2023-09-23 Thread Duncan Murdoch
I am in the process of updating the rgl package.  One thing I'd like to 
do is to change text support in it when using OpenGL to display to be 
more like the way text is drawn in WebGL displays (i.e. the ones 
rglwidget() produces).


Currently in R, rgl uses the FTGL library to draw text.  That library is 
unsupported these days, and uses the old fixed pipeline in OpenGL.


In WebGL, text is displayed by "shaders", programs that run on the GPU. 
Javascript code prepares bitmap images of the text to display, then the 
shader transfers parts of that bitmap to the output display.


I'd like to duplicate the WebGL process in the C++ code running the 
OpenGL display in R.  The first step in this is to render a character 
vector full of text into an in-memory raster, taking account of font, 
cex, etc.  (I want one raster for the whole vector, with a recording of 
locations from which the shader should get each component of it.)

### What this exercise asks
A – Collect every line of the rows that contains the string "blue", treating uppercase and lowercase as different.
B – Extend the rgl text-rendering post, starting right after its final sentence.
The rgl text-rendering post has no connection to the rows that follow it.

### Data records
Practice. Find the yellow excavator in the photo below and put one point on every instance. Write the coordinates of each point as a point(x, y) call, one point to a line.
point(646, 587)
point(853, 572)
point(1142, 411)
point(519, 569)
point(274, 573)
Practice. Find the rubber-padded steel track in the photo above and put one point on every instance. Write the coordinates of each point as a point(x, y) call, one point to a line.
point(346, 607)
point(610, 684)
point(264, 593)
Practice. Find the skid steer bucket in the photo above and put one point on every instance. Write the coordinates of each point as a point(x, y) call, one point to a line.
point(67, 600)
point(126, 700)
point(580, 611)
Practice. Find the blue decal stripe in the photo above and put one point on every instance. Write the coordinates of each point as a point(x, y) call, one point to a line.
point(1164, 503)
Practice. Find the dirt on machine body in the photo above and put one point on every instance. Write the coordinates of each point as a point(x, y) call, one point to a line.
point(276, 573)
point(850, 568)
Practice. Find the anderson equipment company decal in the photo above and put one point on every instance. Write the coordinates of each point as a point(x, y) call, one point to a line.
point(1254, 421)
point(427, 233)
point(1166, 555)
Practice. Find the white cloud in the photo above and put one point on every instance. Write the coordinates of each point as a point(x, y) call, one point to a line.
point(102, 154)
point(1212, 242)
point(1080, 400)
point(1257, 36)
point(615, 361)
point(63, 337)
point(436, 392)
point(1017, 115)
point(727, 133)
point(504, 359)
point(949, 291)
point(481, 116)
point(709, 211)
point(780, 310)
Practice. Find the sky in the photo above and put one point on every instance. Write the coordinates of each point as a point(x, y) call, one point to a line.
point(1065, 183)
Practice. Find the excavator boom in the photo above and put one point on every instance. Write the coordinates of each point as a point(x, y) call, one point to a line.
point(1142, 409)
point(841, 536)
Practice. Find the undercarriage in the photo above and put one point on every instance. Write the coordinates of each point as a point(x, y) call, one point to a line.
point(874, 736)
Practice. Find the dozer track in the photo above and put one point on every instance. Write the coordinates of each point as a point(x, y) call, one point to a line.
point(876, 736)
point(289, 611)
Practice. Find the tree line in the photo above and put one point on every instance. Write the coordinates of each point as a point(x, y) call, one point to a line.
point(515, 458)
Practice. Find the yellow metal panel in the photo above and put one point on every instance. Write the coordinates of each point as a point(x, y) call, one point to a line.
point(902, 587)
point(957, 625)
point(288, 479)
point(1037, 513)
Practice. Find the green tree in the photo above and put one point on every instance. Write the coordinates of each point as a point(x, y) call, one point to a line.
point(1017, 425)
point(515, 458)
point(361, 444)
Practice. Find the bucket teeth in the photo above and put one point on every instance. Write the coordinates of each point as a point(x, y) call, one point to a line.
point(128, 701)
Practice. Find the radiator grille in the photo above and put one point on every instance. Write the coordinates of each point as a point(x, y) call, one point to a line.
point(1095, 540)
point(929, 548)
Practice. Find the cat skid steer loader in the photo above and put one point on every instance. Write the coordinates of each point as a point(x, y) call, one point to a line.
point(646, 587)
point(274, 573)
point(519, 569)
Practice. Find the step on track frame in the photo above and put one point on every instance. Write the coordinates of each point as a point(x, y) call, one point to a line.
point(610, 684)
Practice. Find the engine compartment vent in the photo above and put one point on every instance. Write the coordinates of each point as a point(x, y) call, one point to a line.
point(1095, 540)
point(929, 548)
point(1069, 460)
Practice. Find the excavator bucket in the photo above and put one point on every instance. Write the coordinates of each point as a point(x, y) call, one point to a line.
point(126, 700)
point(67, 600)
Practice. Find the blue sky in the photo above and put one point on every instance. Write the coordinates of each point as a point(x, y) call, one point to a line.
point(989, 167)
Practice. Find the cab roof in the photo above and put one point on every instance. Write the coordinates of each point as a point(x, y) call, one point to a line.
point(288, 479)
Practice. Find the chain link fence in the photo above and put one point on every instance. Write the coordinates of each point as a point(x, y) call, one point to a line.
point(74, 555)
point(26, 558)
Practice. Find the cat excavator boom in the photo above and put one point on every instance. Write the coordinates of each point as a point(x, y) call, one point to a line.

### The answers
A –
Practice. Find the blue decal stripe in the photo above and put one point on every instance. Write the coordinates of each point as a point(x, y) call, one point to a line.
Practice. Find the blue sky in the photo above and put one point on every instance. Write the coordinates of each point as a point(x, y) call, one point to a line.

B –
It looks to me as though I could do this using the ragg::agg_capture 
device in R code, but I'd prefer to do it all in C++ code because I may 
need to make changes to the raster at times when it's not safe to call 
back to R, e.g. if some user interaction requires the axis labels to be 
recomputed and redrawn.


Does anyone with experience doing this kind of thing know of examples I 
can follow, or have advice on how to proceed?  Or want to volunteer to 
help with this?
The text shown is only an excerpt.